╭─ PASSAGE TO READ

The first sign of trouble came when the pilot’s yoke-mounted GPS announced “External power lost. Switching to battery.” Before the pilot could wrap his head around that, the instrument panel went as dark as the inky night outside. Central Florida is thinly inhabited, offering few ground references. Fighting vertigo but keeping his cool, he knew that his Bonanza was trimmed for straight and level cruise. Using his GPS, he gingerly turned east toward the ocean with well-lit towns and cities hugging the shore, aiming at his home base, Boca Raton airport, KBCT. The engine droned along as if all was right with the world.
No Juice—Serious Juju
He did not have to fumble for a flashlight; it was mounted on his forehead. Snapping it on, he went through his electrical system failure checklist. Circuit breakers in, avionics master off, master switch off for 30 seconds and then back on again. Repeat. Nothing. There would be no more electrons from the airplane this night.
He reached for the standby handheld, right on the seat, and even better, connected it to an outside antenna he’d installed years ago in anticipation of this event. Being IFR, he called Miami Center and declared an emergency due to electrical failure. The controller told him to squawk 7600, reinforcing the old dictum that “Flying the airplane is more important than radioing your plight to a person on the ground incapable of understanding it.” He (almost) laughed as he repeated the nature of his emergency.
Center tracked him as a primary target and issued a vector toward KBCT. This he could do via GPS and compass. Nearing BCT, Approach handed him off to tower knowing they had an emergency inbound. Unable to see the Bonanza (no lights, remember?) he was given a steady green light to land on Runway 5.
Now he had troubles. The gear required electricity. He had to crank the gear down by hand. Being slight of stature, he was unable to crank it all the way down. On landing, the right main gear collapsed. Even so, he walked away.
Subsequent inspection showed the standby alternator he had paid to have installed was really an automobile alternator, that the wiring was a rat’s nest of fumbled connections and loose wires not connected to anything. The FAA inspector had never seen the like. Then they discovered the “A&P” wasn’t an A&P. He and the pilot’s money were nowhere to be found.
Knowing that electrical failure at night, especially IFR, is serious stuff, this pilot had done his best to mitigate the risk. He had the advantage of owning his plane. In good faith, he added the standby alternator. He had a standby GPS. He knew that handhelds with only the “rubber ducky” antenna have limited range so he added an external antenna. He was prepared, but it still led to a gear-collapse incident rather than just adding to his experience.

╰─
╭─ ENTRIES PROVIDED

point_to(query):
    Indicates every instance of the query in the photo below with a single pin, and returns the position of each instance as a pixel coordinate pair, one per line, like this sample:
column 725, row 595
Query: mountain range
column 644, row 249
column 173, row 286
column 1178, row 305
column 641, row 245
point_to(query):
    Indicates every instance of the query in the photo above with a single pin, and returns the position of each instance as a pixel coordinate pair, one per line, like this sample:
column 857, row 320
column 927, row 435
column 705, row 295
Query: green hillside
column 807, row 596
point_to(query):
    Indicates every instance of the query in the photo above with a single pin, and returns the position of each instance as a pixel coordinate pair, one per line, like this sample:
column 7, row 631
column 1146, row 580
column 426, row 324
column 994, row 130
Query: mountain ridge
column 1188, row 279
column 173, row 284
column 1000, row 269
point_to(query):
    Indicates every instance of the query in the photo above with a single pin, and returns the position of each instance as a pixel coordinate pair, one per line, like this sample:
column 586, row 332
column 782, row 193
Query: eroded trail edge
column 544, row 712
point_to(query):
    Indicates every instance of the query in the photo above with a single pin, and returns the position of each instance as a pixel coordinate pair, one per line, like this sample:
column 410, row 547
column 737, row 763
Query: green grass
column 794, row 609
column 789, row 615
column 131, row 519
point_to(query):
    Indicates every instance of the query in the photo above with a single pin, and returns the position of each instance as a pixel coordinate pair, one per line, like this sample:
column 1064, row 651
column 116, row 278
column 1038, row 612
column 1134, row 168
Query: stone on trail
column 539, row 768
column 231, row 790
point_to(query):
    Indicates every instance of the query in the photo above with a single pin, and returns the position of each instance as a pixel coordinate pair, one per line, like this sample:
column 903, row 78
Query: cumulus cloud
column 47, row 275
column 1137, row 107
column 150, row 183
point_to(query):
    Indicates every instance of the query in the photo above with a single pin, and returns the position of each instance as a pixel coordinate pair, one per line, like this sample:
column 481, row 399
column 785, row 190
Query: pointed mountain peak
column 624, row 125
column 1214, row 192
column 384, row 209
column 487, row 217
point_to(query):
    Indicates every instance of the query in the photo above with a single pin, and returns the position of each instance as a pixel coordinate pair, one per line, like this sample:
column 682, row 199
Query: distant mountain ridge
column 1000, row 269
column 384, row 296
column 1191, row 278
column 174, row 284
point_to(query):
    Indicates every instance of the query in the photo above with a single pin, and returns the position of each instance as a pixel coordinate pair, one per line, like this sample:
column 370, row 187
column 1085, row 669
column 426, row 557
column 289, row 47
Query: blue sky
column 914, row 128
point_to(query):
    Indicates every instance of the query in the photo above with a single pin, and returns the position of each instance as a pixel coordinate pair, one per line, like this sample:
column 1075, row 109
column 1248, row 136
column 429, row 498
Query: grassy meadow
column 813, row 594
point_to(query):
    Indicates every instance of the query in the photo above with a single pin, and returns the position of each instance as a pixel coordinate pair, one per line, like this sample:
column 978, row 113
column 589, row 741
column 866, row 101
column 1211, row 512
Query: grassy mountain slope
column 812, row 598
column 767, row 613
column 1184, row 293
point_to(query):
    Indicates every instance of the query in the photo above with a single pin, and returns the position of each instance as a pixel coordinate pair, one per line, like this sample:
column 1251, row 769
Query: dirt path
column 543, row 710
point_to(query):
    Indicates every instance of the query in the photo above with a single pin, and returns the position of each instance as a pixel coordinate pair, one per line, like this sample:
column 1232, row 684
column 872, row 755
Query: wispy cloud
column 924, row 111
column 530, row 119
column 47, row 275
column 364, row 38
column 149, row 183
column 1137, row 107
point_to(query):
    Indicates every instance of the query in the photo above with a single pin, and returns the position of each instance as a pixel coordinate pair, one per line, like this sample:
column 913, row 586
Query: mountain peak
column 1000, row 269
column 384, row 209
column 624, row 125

╰─

▶ **ACTIVITY 1**
Please explain, in one to three sentences and based on the passage, why the pilot had connected his handheld radio to an outside antenna.
▶ **ACTIVITY 2**
In the passage, which runway was the pilot given a steady green light to land on?
Answer from the passage alone, not from the rows.

▶ **TASK SOLUTION 1**
He knew that handhelds with only the "rubber ducky" antenna have limited range. So years earlier he had installed an external antenna in anticipation of an electrical failure like this one.

▶ **TASK SOLUTION 2**
Runway 5.